TASK PROMPT:
Please identify each line in the collection entries below that contains the string "gray", and copy those lines out. Case counts when matching.

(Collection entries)
__________
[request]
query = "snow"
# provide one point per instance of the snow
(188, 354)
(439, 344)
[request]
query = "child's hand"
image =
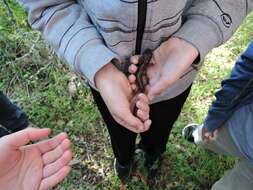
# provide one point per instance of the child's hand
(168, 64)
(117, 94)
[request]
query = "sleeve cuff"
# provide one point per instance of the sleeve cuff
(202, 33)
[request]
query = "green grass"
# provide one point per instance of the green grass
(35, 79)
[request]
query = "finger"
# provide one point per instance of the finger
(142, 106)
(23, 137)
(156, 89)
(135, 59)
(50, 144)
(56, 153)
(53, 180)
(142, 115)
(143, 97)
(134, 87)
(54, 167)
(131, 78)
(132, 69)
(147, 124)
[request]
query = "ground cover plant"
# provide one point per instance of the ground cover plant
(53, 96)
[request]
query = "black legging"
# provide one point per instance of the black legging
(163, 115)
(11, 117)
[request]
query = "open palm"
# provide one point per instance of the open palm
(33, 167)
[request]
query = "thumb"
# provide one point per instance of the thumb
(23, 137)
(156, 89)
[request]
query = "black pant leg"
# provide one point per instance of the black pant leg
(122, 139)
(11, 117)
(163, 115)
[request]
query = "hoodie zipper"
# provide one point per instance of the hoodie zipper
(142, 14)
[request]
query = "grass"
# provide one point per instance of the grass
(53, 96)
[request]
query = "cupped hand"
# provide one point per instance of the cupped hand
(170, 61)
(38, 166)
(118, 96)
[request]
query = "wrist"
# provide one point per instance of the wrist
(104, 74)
__________
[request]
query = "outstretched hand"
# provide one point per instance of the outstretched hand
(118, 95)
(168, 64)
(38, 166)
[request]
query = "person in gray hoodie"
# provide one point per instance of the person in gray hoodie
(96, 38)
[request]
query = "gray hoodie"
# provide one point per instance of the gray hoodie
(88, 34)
__________
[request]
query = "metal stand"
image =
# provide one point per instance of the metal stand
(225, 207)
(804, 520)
__________
SOLVED EXERCISE:
query = "person in gray hoodie"
# provide one point per instance of the person in gray hoodie
query = "gray hoodie"
# provide one point per instance of the gray hoodie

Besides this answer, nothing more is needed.